▸ **EXTRACTED TEXT**:

--------------------------------

Sinister

Director: Scott Derrickson
Screenplay: Scott Derrickson & C. Robert Cargill
Stars: Ethan Hawke (Ellison Oswalt), Juliet Rylance (Tracy), Michael Hall D’Addario (Trevor), Clare Foley (Ashley), James Ransone (Deputy), Fred Dalton Thompson (Sheriff), Vincent D’Onofrio (Professor Jones), Rob Riley (E.M.T.), Tavis Smiley (Anchor), Janet Zappala (Reporter), Victoria Leigh (Stephanie), Cameron Ocasio (BBQ Boy), Ethan Haberfield (Pool Party Boy), Danielle Kotch (Lawn Work Girl), Blake Mizrahi (Sleepy Time Boy), Nicholas King (Bughuul / Mr. Boogie)
MPAA Rating: R
Year of Release: 2012
Country: U.S.
Sinister
ArgoFor all of its foreboding, shadowy atmosphere and jump-from-the-dark scare moments, Scott Derrickson’s Sinister is at its core the story of a Faustian bargain—and you know those never turn out well. The Faust in this instance is Ellison Oswalt (Ethan Hawke), a true-crime writer who hit the top of the bestseller list 10 years earlier with Kentucky Blood, which helped solve a murder case the police couldn’t crack and, in the process, brought him fame and recognition. The ensuing years haven’t been as kind to him, as his last two books were failures and one of them has been held responsible for letting a killer go free. Thus, Ellison is in pure desperation, and his desire to not just reclaim his previous pinnacle of success, but top it, drives him to risk both himself and his family.

--------------------------------

▸ **GIVEN DATA**:
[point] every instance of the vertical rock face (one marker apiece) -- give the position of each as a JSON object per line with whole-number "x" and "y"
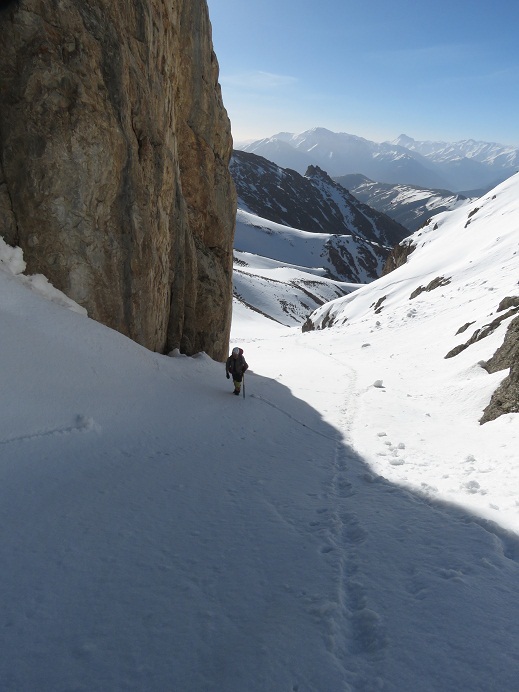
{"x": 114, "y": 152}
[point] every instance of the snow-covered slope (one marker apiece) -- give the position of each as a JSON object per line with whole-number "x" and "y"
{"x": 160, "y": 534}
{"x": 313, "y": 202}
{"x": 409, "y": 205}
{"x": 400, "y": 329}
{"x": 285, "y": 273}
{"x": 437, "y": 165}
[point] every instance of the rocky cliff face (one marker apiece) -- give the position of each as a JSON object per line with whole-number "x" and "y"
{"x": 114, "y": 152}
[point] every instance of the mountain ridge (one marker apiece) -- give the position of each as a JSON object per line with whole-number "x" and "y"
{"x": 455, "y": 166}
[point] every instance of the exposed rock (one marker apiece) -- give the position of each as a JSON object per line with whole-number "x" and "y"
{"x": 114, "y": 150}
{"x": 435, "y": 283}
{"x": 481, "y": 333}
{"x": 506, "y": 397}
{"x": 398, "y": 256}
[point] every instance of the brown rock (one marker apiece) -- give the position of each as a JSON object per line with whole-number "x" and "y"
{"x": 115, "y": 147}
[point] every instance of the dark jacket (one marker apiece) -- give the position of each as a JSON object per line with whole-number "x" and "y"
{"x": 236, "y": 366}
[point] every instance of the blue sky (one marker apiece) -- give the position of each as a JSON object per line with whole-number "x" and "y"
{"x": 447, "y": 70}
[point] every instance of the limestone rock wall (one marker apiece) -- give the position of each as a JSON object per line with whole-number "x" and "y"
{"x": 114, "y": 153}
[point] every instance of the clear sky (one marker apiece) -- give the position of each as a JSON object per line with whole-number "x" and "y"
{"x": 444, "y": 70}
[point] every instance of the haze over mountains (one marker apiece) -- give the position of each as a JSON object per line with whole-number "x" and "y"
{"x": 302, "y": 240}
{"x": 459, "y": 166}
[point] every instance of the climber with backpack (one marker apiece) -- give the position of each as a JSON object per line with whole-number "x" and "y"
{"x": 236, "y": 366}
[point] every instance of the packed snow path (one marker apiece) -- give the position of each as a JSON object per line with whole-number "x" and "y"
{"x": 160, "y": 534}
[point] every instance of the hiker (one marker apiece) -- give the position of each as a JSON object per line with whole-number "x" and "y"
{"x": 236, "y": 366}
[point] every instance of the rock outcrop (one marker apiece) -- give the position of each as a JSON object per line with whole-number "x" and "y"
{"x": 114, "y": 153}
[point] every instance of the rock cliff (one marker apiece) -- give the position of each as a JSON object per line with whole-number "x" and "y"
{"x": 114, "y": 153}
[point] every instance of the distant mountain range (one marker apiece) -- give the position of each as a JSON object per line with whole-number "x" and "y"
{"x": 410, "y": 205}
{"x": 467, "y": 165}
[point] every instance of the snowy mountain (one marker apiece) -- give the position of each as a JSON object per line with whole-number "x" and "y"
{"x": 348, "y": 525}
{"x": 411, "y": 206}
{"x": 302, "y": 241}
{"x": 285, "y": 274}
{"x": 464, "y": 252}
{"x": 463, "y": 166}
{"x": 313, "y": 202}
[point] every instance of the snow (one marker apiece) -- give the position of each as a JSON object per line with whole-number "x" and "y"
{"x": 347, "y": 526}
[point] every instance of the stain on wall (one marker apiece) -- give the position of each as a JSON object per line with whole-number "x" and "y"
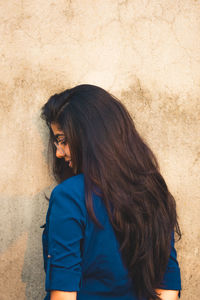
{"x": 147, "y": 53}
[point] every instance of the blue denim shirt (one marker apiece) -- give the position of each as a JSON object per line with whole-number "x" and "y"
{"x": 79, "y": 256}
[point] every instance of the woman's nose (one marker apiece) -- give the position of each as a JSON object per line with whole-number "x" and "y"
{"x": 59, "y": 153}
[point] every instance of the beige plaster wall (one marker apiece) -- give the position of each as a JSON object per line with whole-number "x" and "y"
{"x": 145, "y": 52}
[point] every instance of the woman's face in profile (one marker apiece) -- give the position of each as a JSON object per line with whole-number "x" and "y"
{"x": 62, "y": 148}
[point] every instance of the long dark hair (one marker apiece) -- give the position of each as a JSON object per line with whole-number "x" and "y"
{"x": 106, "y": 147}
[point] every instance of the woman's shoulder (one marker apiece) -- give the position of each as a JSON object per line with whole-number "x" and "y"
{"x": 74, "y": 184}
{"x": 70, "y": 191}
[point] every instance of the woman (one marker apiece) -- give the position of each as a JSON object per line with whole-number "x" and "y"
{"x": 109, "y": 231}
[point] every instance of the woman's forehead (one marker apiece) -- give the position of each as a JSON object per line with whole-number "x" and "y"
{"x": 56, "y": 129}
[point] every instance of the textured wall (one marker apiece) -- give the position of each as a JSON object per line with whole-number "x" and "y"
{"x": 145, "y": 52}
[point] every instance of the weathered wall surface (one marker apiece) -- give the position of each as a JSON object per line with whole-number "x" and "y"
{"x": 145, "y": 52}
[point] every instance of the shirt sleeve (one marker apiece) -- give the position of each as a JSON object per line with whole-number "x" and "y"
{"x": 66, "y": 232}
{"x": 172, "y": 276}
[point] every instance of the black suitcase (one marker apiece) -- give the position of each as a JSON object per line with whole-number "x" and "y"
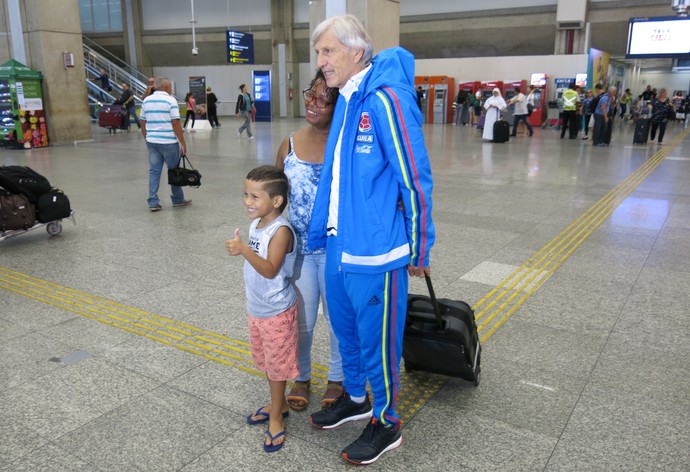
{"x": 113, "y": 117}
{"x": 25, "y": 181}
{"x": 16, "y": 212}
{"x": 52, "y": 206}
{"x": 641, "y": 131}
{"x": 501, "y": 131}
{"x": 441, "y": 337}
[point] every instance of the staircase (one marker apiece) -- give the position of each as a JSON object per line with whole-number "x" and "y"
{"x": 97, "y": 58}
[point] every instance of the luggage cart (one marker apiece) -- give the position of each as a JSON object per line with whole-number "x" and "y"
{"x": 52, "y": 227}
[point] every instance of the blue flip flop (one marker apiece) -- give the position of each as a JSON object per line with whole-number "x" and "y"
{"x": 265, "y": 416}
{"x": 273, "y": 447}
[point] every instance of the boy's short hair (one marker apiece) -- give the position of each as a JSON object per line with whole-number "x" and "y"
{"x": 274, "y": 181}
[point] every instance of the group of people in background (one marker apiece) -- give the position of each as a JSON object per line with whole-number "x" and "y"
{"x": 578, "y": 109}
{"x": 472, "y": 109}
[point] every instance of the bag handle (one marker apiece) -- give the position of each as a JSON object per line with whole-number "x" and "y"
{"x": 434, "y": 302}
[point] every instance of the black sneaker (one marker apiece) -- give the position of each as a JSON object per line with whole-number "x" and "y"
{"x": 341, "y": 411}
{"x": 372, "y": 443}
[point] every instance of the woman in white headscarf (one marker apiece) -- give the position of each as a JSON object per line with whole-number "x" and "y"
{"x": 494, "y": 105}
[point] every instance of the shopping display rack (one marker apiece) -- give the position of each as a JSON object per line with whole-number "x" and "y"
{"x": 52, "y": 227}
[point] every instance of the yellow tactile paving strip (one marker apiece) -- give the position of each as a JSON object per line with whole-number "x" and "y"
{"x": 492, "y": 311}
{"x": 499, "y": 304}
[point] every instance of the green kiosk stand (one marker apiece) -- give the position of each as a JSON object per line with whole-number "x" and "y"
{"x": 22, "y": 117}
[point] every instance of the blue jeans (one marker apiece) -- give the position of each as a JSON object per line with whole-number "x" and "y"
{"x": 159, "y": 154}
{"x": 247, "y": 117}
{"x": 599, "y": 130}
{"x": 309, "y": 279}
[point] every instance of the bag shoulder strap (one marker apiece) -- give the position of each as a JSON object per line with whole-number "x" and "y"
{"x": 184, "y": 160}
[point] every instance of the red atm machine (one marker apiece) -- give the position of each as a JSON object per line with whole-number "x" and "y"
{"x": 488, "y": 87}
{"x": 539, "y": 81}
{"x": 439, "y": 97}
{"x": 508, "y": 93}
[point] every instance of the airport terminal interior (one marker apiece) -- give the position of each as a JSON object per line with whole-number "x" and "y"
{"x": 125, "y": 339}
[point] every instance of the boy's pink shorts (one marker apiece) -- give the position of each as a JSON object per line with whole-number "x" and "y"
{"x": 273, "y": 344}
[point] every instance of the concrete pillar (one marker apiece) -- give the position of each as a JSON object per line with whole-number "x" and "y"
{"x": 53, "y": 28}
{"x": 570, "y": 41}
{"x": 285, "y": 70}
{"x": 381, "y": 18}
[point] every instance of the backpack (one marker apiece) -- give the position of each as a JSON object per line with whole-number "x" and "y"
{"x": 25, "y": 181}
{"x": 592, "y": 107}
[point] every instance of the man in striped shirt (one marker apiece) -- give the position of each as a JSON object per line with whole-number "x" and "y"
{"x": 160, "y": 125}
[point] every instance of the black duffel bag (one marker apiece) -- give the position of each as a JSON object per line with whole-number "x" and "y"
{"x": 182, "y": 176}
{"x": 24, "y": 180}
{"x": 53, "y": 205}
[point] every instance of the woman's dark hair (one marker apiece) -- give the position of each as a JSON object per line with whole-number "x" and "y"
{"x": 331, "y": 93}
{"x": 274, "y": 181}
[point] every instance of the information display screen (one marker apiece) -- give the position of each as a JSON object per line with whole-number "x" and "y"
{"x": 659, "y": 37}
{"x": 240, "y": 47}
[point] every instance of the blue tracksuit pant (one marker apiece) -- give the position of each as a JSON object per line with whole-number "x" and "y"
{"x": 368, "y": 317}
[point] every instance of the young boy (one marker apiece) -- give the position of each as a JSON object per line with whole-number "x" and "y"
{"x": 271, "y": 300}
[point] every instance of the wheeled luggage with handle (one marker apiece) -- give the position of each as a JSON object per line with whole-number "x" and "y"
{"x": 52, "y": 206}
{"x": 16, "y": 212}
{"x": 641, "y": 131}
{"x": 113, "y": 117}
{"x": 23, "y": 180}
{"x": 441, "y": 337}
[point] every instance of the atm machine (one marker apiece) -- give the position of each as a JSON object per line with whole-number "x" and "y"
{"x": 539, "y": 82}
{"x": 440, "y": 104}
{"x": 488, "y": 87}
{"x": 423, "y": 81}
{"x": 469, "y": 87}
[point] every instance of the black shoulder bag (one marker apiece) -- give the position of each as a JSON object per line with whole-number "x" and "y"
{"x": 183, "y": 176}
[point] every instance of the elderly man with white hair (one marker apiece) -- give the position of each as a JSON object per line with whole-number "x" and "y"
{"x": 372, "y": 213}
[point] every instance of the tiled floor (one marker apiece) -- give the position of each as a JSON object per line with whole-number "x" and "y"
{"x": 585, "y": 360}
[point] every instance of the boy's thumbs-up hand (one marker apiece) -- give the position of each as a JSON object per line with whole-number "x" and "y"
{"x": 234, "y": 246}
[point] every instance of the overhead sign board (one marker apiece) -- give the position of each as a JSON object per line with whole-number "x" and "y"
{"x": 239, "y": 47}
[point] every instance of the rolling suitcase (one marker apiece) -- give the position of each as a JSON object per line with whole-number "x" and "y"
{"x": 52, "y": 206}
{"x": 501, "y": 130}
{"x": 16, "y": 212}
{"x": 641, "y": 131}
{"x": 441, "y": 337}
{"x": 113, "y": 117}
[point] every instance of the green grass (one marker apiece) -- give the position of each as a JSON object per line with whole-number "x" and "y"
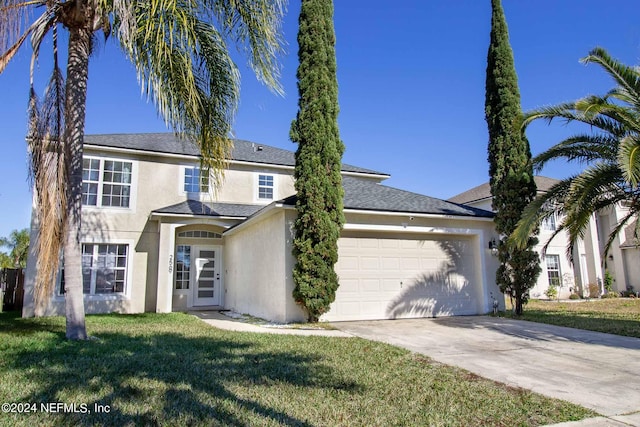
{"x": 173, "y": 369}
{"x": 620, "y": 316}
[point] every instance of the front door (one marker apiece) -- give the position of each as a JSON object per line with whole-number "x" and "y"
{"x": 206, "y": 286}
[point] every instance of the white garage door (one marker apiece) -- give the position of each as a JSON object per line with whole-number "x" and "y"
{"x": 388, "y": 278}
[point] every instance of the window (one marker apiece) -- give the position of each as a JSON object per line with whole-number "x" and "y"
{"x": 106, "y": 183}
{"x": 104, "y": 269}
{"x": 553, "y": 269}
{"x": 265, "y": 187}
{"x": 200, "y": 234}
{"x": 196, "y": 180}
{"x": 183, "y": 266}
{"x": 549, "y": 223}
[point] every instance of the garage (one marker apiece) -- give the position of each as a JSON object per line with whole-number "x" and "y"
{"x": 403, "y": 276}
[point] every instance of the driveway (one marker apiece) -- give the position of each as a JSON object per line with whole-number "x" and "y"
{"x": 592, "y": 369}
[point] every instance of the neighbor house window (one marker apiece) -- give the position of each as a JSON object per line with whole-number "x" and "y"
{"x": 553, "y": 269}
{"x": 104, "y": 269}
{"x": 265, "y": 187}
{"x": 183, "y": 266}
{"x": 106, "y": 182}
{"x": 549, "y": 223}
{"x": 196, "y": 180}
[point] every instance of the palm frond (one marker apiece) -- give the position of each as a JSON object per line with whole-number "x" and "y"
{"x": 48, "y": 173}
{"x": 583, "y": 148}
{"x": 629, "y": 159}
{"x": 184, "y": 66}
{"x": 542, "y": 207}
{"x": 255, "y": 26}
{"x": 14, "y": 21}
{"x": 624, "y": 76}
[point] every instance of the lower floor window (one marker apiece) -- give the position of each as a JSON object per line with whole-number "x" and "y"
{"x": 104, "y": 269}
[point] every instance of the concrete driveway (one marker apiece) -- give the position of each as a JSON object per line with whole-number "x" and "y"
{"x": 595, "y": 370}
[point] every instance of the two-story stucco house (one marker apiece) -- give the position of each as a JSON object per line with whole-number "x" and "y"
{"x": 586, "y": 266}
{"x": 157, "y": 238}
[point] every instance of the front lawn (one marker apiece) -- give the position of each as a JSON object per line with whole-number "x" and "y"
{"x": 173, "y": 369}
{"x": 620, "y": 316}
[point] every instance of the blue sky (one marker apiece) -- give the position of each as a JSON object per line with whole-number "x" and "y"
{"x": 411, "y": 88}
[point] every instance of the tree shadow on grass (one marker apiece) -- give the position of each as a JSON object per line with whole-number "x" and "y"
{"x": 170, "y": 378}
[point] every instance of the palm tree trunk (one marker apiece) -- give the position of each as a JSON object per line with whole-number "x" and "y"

--------------------------------

▸ **TO BE DONE**:
A) In the review of Sinister, what book put Ellison Oswalt at the top of the bestseller list?
B) Pull out every line of the rows that contains the word "machine".

▸ **RESPONSES FOR EACH TASK**:
A) Kentucky Blood

B)
[point] every instance of the red atm machine (one marker apiece) -- give the position of each as a JSON object per line with whole-number "x" and "y"
[point] every instance of the atm machine (one marker apiece) -- give the position of each as a JSON object per line with whole-number "x" and "y"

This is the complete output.